(begin)

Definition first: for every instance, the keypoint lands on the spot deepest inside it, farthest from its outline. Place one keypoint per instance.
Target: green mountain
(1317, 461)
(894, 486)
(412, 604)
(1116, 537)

(end)
(begin)

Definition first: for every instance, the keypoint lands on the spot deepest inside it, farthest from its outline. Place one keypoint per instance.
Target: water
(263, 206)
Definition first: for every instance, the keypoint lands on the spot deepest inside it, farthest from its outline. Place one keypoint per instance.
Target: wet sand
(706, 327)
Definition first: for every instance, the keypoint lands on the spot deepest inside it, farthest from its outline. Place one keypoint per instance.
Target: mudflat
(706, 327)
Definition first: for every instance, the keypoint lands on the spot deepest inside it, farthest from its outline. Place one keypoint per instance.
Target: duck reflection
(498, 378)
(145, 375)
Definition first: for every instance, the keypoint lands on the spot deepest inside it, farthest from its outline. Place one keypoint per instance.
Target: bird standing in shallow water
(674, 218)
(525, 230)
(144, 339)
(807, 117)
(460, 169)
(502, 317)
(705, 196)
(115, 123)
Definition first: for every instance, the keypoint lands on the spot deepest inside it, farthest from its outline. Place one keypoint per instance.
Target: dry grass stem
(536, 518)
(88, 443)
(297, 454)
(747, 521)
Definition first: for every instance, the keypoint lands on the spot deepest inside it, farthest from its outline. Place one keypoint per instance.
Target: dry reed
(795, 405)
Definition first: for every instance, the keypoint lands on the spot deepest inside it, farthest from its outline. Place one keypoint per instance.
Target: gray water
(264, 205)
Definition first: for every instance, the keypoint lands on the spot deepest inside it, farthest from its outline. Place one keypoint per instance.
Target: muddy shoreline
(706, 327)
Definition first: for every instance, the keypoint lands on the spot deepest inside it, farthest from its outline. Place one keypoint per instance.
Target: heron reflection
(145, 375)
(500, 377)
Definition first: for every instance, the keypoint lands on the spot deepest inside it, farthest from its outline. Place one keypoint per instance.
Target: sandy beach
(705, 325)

(end)

Select and copy every line in the entries above that contains the word "reflection".

Target: duck reflection
Target: heron reflection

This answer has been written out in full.